Given entries:
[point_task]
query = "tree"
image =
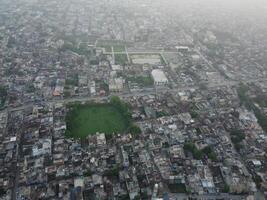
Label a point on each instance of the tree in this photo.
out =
(3, 95)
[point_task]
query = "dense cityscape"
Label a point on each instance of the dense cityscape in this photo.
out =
(133, 99)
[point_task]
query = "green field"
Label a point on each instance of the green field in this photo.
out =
(84, 120)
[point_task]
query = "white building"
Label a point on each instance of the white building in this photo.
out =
(159, 77)
(116, 84)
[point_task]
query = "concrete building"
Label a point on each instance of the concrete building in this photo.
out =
(159, 77)
(116, 84)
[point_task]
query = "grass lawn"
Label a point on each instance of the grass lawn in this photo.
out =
(144, 81)
(84, 120)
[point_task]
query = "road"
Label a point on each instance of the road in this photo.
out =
(223, 196)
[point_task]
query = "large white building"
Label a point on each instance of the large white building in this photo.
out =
(159, 77)
(116, 84)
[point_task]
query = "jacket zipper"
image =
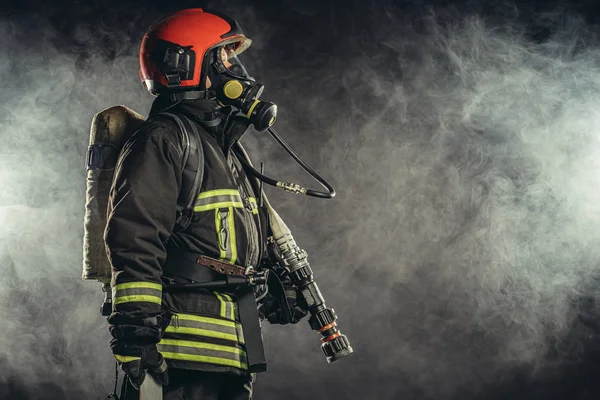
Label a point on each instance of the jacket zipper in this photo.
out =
(249, 224)
(224, 231)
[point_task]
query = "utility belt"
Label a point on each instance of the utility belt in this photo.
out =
(204, 272)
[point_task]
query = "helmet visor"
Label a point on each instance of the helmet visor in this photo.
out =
(233, 64)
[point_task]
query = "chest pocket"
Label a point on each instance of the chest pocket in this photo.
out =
(226, 204)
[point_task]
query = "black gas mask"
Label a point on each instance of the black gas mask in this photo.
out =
(233, 86)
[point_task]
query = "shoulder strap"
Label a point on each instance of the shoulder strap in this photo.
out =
(192, 169)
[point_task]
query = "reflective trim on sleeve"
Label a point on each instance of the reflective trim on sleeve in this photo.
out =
(187, 350)
(124, 359)
(137, 292)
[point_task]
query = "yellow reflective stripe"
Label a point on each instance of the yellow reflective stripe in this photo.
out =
(125, 359)
(201, 345)
(218, 192)
(135, 298)
(138, 285)
(208, 320)
(205, 359)
(222, 312)
(201, 332)
(232, 303)
(222, 204)
(232, 238)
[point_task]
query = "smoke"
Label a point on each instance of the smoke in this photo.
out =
(459, 253)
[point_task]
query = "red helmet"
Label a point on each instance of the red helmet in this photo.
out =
(173, 51)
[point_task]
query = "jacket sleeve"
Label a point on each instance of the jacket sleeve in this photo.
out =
(141, 216)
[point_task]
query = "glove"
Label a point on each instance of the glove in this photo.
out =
(138, 360)
(134, 345)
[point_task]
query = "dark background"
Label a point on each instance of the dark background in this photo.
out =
(463, 138)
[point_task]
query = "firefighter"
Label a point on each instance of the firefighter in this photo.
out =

Problem requirements:
Reproduce, word for word, the lines of the data from the one that contains "Label a point on each instance of the dark" to the end, both ends included.

Answer box:
Label a point on each instance of the dark background in this photo.
out =
(463, 138)
[point_task]
query = "firefighter"
Label a point on each instance of the firefighter in this photo.
out =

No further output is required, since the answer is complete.